[[ Data shown, beginning ]]
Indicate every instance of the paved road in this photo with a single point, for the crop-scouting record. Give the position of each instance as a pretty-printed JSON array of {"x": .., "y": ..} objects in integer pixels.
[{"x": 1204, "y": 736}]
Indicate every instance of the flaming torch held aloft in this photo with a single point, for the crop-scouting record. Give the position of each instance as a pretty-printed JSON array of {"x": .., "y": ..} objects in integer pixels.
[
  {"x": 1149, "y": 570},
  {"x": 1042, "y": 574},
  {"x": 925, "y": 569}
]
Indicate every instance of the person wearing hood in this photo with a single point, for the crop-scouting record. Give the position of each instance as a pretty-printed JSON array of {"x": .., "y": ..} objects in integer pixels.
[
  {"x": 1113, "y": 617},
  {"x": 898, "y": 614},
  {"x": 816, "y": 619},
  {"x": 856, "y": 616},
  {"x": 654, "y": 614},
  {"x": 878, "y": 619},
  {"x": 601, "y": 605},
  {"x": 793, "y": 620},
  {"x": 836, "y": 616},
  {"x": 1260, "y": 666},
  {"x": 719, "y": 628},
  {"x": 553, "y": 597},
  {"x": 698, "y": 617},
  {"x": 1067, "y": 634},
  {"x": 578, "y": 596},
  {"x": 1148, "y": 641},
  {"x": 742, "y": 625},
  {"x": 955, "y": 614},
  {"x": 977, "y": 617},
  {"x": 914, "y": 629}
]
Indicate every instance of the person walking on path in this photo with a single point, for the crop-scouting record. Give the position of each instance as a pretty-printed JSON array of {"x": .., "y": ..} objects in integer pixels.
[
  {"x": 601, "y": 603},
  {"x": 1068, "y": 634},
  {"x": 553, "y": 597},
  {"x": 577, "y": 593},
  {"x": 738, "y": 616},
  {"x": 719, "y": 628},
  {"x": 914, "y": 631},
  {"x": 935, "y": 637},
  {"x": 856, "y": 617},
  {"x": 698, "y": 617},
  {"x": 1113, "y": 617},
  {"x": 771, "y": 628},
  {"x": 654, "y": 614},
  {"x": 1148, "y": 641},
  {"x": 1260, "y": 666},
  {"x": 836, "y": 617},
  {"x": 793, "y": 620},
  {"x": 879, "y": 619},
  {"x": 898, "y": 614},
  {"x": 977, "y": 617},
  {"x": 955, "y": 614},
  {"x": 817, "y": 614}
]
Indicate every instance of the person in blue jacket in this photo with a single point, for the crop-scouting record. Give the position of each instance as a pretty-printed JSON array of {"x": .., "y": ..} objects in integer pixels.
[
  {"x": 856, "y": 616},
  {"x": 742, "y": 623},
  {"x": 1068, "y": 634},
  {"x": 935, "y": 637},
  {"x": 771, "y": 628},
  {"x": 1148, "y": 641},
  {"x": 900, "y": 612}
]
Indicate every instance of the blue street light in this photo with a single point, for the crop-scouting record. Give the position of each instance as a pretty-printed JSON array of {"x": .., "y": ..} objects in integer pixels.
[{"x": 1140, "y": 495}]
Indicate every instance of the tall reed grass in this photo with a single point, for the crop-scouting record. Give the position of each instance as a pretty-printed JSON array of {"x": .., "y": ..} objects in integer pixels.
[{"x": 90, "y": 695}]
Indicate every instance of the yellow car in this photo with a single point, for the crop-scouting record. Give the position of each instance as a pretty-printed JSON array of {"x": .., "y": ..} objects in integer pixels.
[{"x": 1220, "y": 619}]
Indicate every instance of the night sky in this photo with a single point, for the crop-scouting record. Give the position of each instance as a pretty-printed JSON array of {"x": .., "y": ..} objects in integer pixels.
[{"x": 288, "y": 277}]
[[ Data shown, end ]]
**Problem**
Set every line of the listing down word for word.

**Solution to the exercise**
Indicate every instance of the paved road in this photo with a single point, for the crop-scouting record. Give the position of each instance as a pretty-printed JSON array of {"x": .., "y": ..} objects in integer pixels.
[{"x": 1204, "y": 736}]
Indicate every instance of the flaming torch held aloft in this photo with a single point, for the crop-scouting record. Give the position of each instance as a pretty-printed JSON array of {"x": .., "y": ..} objects in integer pixels.
[
  {"x": 1149, "y": 570},
  {"x": 1042, "y": 574},
  {"x": 925, "y": 569}
]
Indicate every instance of the person wearing hood in this photo with a single point, for the crop-scouting record. Give the position of each instance as a pretty-printed JSON array of {"x": .., "y": ..} objects in integer pixels.
[
  {"x": 1113, "y": 617},
  {"x": 898, "y": 614},
  {"x": 816, "y": 619},
  {"x": 856, "y": 616},
  {"x": 654, "y": 614},
  {"x": 878, "y": 619},
  {"x": 601, "y": 605},
  {"x": 793, "y": 620},
  {"x": 836, "y": 616},
  {"x": 1260, "y": 666},
  {"x": 719, "y": 628},
  {"x": 553, "y": 597},
  {"x": 698, "y": 617},
  {"x": 1067, "y": 634},
  {"x": 578, "y": 596},
  {"x": 1148, "y": 641},
  {"x": 742, "y": 625},
  {"x": 955, "y": 614},
  {"x": 977, "y": 617},
  {"x": 914, "y": 629}
]
Indicate every instance of the person walking on path in this photo with a single point, for the crop-scouting record. Give the position of each instance as a pretty-printed JSON array of {"x": .., "y": ..} objects in integer pixels.
[
  {"x": 601, "y": 603},
  {"x": 1068, "y": 634},
  {"x": 553, "y": 597},
  {"x": 577, "y": 593},
  {"x": 738, "y": 616},
  {"x": 719, "y": 628},
  {"x": 914, "y": 631},
  {"x": 935, "y": 637},
  {"x": 856, "y": 617},
  {"x": 698, "y": 617},
  {"x": 1113, "y": 617},
  {"x": 771, "y": 628},
  {"x": 654, "y": 614},
  {"x": 1148, "y": 641},
  {"x": 1260, "y": 666},
  {"x": 836, "y": 617},
  {"x": 793, "y": 620},
  {"x": 879, "y": 619},
  {"x": 898, "y": 614},
  {"x": 977, "y": 617},
  {"x": 955, "y": 614},
  {"x": 817, "y": 614}
]
Indicate every instance of the person in blue jacket in this photo with a single point, for the crop-scouting record. Give the position of each instance as a pretty-printed JSON array of {"x": .., "y": ..} objects in integer pixels.
[
  {"x": 856, "y": 616},
  {"x": 742, "y": 623},
  {"x": 1068, "y": 634},
  {"x": 935, "y": 637},
  {"x": 771, "y": 628},
  {"x": 1148, "y": 641},
  {"x": 900, "y": 612}
]
Indicate every instance of the blue street light in this photo with a single point, for the crop-scouting record. Give the position of each instance as a pretty-printed JSON array of {"x": .., "y": ..} objects in integer pixels.
[{"x": 1140, "y": 495}]
Indicate every instance of the tall reed grass in this photo with a single point, for the crop-scouting record. Give the position of each instance as a pretty-printed JSON array of {"x": .., "y": ..} objects in integer pixels.
[{"x": 90, "y": 695}]
Indicate every instance of the yellow car in this photo with a single point, for the crop-scouting record. Give the position of each instance as a pretty-printed JSON array of {"x": .., "y": ..} objects in integer pixels.
[{"x": 1220, "y": 619}]
Indicate every instance of the night sky in this photo with a single point, for the crop-scouting record. Give the position of each instance as a pretty-printed JSON array of {"x": .., "y": ..} objects in integer pixels.
[{"x": 288, "y": 277}]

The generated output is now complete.